• The problem
Every line of the listing should be transcribed exactly, with nothing left out.
+ + + + + + +
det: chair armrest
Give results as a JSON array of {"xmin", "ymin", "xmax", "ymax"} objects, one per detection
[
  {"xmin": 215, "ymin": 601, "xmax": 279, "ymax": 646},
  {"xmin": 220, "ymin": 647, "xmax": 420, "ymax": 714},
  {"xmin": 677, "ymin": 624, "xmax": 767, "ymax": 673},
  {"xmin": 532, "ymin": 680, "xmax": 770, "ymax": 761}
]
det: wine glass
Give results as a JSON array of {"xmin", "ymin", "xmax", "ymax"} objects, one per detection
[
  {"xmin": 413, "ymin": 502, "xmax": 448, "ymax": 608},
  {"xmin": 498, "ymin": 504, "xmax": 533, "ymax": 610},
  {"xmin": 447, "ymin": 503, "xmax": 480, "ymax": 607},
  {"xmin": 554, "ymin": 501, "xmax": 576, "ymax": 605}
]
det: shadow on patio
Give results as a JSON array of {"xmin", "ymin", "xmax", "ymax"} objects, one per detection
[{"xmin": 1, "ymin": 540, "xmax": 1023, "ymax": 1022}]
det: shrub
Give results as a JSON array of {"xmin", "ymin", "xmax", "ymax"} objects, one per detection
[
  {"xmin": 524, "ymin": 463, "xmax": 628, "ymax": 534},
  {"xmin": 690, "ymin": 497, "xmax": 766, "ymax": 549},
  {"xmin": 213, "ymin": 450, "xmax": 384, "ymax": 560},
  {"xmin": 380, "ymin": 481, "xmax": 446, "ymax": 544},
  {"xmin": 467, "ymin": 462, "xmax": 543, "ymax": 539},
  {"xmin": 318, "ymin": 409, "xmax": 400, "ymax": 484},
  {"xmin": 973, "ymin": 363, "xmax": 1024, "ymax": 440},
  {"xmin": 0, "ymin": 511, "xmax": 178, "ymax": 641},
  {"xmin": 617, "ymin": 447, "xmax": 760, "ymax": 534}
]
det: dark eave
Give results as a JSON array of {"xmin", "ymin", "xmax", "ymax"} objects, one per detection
+ + + + + + +
• Solved exercise
det: chair armrest
Give results as a JSON array of {"xmin", "ymin", "xmax", "ymax"} objects, one per detection
[
  {"xmin": 215, "ymin": 601, "xmax": 279, "ymax": 646},
  {"xmin": 220, "ymin": 647, "xmax": 420, "ymax": 714},
  {"xmin": 677, "ymin": 624, "xmax": 767, "ymax": 673},
  {"xmin": 532, "ymin": 680, "xmax": 770, "ymax": 761}
]
det: wine glass
Give results as a JSON array of {"xmin", "ymin", "xmax", "ymax"} objects, one per detection
[
  {"xmin": 413, "ymin": 502, "xmax": 448, "ymax": 608},
  {"xmin": 498, "ymin": 504, "xmax": 533, "ymax": 610},
  {"xmin": 447, "ymin": 503, "xmax": 480, "ymax": 607},
  {"xmin": 554, "ymin": 501, "xmax": 576, "ymax": 605}
]
det: shadow on patio
Give results as a JSON array of {"xmin", "ymin", "xmax", "ymax"} objects, one per detection
[{"xmin": 1, "ymin": 540, "xmax": 1023, "ymax": 1022}]
det: shrub
Give results as a JSON array of {"xmin", "ymin", "xmax", "ymax"} objects, one per detection
[
  {"xmin": 524, "ymin": 463, "xmax": 628, "ymax": 534},
  {"xmin": 690, "ymin": 497, "xmax": 766, "ymax": 549},
  {"xmin": 213, "ymin": 450, "xmax": 384, "ymax": 560},
  {"xmin": 380, "ymin": 481, "xmax": 446, "ymax": 544},
  {"xmin": 467, "ymin": 462, "xmax": 543, "ymax": 539},
  {"xmin": 318, "ymin": 409, "xmax": 400, "ymax": 484},
  {"xmin": 973, "ymin": 363, "xmax": 1024, "ymax": 440},
  {"xmin": 0, "ymin": 511, "xmax": 178, "ymax": 641},
  {"xmin": 617, "ymin": 447, "xmax": 760, "ymax": 534}
]
det: dark eave
Give results as a JSON array of {"xmin", "ymin", "xmax", "ymax"} objects, one per detection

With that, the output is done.